*** Begin section ***

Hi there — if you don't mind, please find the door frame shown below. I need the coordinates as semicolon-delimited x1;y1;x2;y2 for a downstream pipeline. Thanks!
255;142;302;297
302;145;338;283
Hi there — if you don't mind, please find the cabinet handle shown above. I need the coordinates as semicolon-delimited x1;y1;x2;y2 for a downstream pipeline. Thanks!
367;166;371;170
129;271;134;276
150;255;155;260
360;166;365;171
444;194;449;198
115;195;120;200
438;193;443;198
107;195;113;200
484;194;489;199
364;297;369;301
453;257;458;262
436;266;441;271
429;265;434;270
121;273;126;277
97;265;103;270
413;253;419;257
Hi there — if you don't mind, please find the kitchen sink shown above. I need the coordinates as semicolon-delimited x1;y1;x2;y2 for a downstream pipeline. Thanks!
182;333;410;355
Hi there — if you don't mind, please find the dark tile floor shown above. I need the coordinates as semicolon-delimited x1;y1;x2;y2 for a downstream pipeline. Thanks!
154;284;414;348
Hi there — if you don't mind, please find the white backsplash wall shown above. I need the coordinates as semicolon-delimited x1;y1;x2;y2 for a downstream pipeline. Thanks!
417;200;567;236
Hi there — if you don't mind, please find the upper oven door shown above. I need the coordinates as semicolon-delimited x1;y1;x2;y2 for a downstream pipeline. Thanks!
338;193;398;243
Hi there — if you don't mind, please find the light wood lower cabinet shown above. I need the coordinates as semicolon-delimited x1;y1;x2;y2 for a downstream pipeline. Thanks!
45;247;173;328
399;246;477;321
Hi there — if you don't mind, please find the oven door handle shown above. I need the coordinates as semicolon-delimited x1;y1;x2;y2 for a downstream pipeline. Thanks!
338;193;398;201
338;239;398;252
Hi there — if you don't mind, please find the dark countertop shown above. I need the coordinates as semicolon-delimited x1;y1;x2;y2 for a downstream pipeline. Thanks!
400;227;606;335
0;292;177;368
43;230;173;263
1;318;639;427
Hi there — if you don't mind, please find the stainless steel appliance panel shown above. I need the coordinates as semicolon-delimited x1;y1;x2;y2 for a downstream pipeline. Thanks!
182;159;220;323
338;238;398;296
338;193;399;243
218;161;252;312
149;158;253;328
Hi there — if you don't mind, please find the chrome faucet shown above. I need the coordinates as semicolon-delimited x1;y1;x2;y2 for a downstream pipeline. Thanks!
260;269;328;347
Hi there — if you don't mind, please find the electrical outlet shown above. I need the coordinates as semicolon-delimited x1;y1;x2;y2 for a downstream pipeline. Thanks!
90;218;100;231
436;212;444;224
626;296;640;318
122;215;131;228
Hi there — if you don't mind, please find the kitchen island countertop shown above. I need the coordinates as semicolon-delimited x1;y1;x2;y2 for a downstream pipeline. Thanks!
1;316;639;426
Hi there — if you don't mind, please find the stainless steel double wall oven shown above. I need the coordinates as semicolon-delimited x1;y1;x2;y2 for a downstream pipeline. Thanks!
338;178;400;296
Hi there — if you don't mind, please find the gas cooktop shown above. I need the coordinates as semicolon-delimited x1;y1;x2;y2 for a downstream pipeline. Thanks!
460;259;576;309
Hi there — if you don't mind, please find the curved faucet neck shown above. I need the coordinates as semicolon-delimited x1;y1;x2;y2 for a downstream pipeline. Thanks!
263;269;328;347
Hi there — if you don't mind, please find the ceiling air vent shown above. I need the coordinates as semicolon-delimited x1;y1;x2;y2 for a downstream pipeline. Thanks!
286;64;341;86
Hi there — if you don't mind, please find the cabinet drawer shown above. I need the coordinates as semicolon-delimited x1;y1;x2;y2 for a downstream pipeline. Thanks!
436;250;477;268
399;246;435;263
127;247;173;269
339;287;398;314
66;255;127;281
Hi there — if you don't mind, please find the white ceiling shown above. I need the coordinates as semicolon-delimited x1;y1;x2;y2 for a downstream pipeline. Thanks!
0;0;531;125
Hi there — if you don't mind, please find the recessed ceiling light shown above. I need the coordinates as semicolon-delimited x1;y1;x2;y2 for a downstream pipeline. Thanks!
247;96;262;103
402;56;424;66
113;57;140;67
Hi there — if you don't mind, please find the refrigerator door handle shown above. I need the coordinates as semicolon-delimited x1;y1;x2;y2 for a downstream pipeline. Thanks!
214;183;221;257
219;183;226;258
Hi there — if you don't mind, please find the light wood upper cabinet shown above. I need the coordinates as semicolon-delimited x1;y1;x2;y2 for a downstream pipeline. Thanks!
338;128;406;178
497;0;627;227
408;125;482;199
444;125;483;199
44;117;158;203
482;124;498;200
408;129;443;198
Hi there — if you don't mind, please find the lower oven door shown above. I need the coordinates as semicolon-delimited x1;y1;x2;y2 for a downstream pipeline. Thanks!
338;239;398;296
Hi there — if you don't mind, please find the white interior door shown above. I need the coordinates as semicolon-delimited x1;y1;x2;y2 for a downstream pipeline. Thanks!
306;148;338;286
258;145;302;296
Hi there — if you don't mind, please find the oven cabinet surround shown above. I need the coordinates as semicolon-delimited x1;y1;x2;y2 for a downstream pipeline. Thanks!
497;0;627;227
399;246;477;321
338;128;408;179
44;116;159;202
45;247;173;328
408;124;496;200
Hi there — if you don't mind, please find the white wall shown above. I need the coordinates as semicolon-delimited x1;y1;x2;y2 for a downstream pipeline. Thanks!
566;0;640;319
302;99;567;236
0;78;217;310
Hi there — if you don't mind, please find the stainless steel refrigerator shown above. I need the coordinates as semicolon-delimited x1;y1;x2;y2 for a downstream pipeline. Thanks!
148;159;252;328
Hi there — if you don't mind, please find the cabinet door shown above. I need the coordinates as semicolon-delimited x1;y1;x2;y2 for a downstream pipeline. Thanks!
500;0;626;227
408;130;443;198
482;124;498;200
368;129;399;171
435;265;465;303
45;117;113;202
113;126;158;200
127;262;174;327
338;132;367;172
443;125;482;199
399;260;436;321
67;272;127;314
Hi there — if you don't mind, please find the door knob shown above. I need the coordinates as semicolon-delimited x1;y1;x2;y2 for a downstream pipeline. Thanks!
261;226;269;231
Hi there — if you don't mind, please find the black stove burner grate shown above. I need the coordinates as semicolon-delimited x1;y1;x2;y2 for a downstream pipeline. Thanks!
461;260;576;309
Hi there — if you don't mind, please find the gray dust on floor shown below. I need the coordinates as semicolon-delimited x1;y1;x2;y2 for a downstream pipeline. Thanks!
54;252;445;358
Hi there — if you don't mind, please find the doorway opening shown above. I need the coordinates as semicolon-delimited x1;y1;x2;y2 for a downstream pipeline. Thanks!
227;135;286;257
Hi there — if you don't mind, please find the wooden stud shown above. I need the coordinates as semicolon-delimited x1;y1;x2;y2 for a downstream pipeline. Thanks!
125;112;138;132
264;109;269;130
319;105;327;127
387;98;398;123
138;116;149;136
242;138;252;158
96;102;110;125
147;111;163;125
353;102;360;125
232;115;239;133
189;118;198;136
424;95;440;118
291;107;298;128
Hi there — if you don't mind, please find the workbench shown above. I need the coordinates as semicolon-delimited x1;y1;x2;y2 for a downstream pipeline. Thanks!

*** End section ***

WHAT TO DO | Retype all of the material above. Do not alter a single word.

PROBLEM SOLUTION |
Hi there — if you don't mind, please find the door frame shown below. I need the coordinates as semicolon-delimited x1;y1;x2;y2 for a downstream pipeline. Thanks!
255;142;302;297
302;145;338;283
Hi there — if you don't mind, please find the cabinet handle shown above. I need the coordinates as semicolon-delimited x1;y1;x2;y2 for a downstream pipeline. Thanks!
367;166;371;170
129;271;134;276
150;255;155;260
360;166;365;171
444;194;449;198
115;195;120;200
438;193;443;198
107;195;113;200
484;194;489;199
364;297;369;301
453;257;458;262
436;266;441;271
429;265;434;270
121;273;126;277
97;265;103;270
413;253;419;257
Hi there — if you don't mind, please find the kitchen sink shown above. I need the coordinates as semicolon-delimited x1;y1;x2;y2 for a downstream pipeline. Thanks!
182;333;410;355
Hi there — if you don't mind, please find the dark tile floor shown above. I need the coordinates as semicolon-delimited x1;y1;x2;y2 for a downstream pipeline. Thanks!
154;284;414;348
Hi there — if you don't mind, please find the white backsplash wall shown above. I need the coordinates as semicolon-delimited x1;y1;x2;y2 for a downstream pipeline. Thanks!
417;200;567;236
Hi there — if you don't mind, please find the upper oven door shown above. I need the coordinates as semicolon-delimited x1;y1;x2;y2 for a downstream pipeline. Thanks!
338;193;398;243
Hi there — if you don't mind, please find the light wood lower cabinet shown above. I need the coordinates as semicolon-delimited x1;y1;x2;y2 for a downstream pipeline. Thanks!
45;247;173;328
399;246;477;321
Hi there — if you don't mind, please find the oven door handle shown above. I need the coordinates as semicolon-delimited x1;y1;x2;y2 for a downstream pipeline. Thanks!
338;193;398;201
338;239;398;252
Hi there — if you don't mind, please find the dark countertop shown above. I need the coordinates as semicolon-delimited x1;y1;x2;y2 for a downstream pipeline. Thanks!
400;227;606;335
0;292;177;368
43;230;173;263
1;318;639;427
Hi there — if you don't mind, please find the stainless steel appliance panel shown above. I need the coordinates as semicolon-delimited x1;y1;x2;y2 for a downstream pipeline. Thanks!
182;159;220;323
338;238;398;296
338;193;399;243
218;161;252;312
149;158;253;328
Hi there — if you don't mind, please find the chrome faucet shown above. I need the coordinates as semicolon-delimited x1;y1;x2;y2 for a downstream pipeline. Thanks!
260;269;328;347
Hi there — if you don't mind, please find the electrical outlet shown above. I need the coordinates as semicolon-delimited x1;y1;x2;y2 for a downstream pipeline. Thanks!
90;218;100;231
436;212;444;224
626;296;640;318
122;215;131;228
Hi there — if you don't mind, please find the kitchen island countertop shown above. I need the coordinates as semicolon-delimited x1;y1;x2;y2 for a downstream pipeline. Thanks!
1;316;639;426
Hi there — if you don't mind, please find the stainless steel double wall oven shown above. I need the coordinates as semicolon-delimited x1;y1;x2;y2 for a downstream pipeline. Thanks!
338;178;400;296
Hi there — if you don't mind, please find the gas cooktop shown above. I need the coordinates as semicolon-delimited x1;y1;x2;y2 for a downstream pipeline. Thanks!
460;259;576;309
Hi there — if you don't mind, please find the curved faucet neck shown above. I need the coordinates as semicolon-delimited x1;y1;x2;y2 for a downstream pipeline. Thanks!
263;269;328;347
Hi there — if you don't mind, please find the ceiling air vent shown above. I need the coordinates as semicolon-delimited x1;y1;x2;y2 for a downstream pipeline. Thanks!
286;64;341;86
Hi there — if you don't mind, please find the cabinet drawer shown above. I need the coordinates as semicolon-delimited x1;y1;x2;y2 for a downstream pipeline. Thanks!
436;250;477;268
399;246;435;263
127;247;173;269
339;287;398;314
66;255;127;281
Hi there — if you don't mind, please find the white ceiling shown above. I need the coordinates as semicolon-delimited x1;y1;x2;y2 for a downstream pipeline. Thanks!
0;0;531;125
Hi there — if you don't mind, please find the recessed ceiling light shown above. I need the coordinates as semicolon-delimited x1;y1;x2;y2 for a downstream pipeline. Thanks!
247;96;262;103
402;56;424;66
113;57;140;67
Hi there — if you don't mind, please find the refrigerator door handle shown above. I need the coordinates as semicolon-delimited x1;y1;x2;y2 for a downstream pipeline. Thanks!
214;183;221;257
219;183;226;258
Hi there — if you don't mind, please find the light wood upper cabinet shown above. I need the coordinates as semicolon-delimited x1;y1;x2;y2 for a downstream pipeline. Thanks!
338;128;406;178
497;0;627;227
408;125;482;199
444;125;483;199
44;117;158;203
482;124;498;200
408;129;443;198
Hi there — if you don't mind, please find the lower oven door shown above. I need the coordinates as semicolon-delimited x1;y1;x2;y2 for a downstream pipeline. Thanks!
338;239;398;296
Hi there — if you don't mind, please find the white interior door shown above. I need the coordinates as semicolon-delimited x1;y1;x2;y2 for a downstream pipeline. Thanks!
306;148;338;286
258;145;302;296
Hi there — if you don't mind, please find the oven cabinet surround shown above. I need the coordinates as semicolon-delimited x1;y1;x2;y2 for a downstream pipeline. Thanks!
497;0;627;227
399;246;477;321
338;128;408;179
44;116;159;202
45;247;173;328
408;124;496;200
Hi there — if you don't mind, please find the white wall shown above. I need the coordinates as semicolon-delimited x1;y1;x2;y2 for a downstream pipeline. Thanks!
566;0;640;319
302;99;567;236
0;78;217;310
Hi there — if you don't mind, please find the stainless steel refrigerator shown above. I need the coordinates as semicolon-delimited x1;y1;x2;y2 for a downstream pipeline. Thanks!
148;159;252;328
Hi there — if you don't mind, please find the cabinet door shown above. I need the coordinates as semicolon-delimited x1;y1;x2;y2 for a downstream pipeline. Thanks!
500;0;626;227
408;130;443;198
482;124;498;200
368;129;399;171
435;265;465;303
45;117;113;202
113;126;158;200
127;262;174;327
338;132;367;172
443;125;482;199
399;260;436;321
67;272;127;314
Hi there — if you don't mind, please find the door knob shown above. I need the coordinates as semicolon-delimited x1;y1;x2;y2 for a downstream pipeline. Thanks!
261;226;269;231
Hi there — if you don't mind, please find the black stove burner grate shown above. I need the coordinates as semicolon-delimited x1;y1;x2;y2 for a downstream pipeline. Thanks!
461;260;576;309
Hi there — if you don't mind, please find the gray dust on floor shown below. I need the coordinates as semicolon-delimited x1;y1;x2;y2 for a downstream pipeline. Thanks!
54;252;445;358
Hi there — if you don't mind, please find the doorway opening shown above. I need the coordinates as semicolon-delimited x1;y1;x2;y2 for a downstream pipeline. Thanks!
227;135;286;257
Hi there — if you don't mind, please find the wooden stud shown above. I need the coordinates as semicolon-delimited x1;y1;x2;y2 for a downstream pipeline. Thanks!
125;112;138;132
264;109;269;130
319;105;327;127
387;98;398;123
138;116;149;136
242;138;252;158
96;102;110;125
147;111;163;125
353;102;360;125
232;115;239;133
189;118;198;136
424;95;440;118
291;107;298;128
Hi there — if you don't mind, please find the workbench shown above. I need the coordinates as semicolon-delimited x1;y1;x2;y2 for a downstream pipeline. Thanks!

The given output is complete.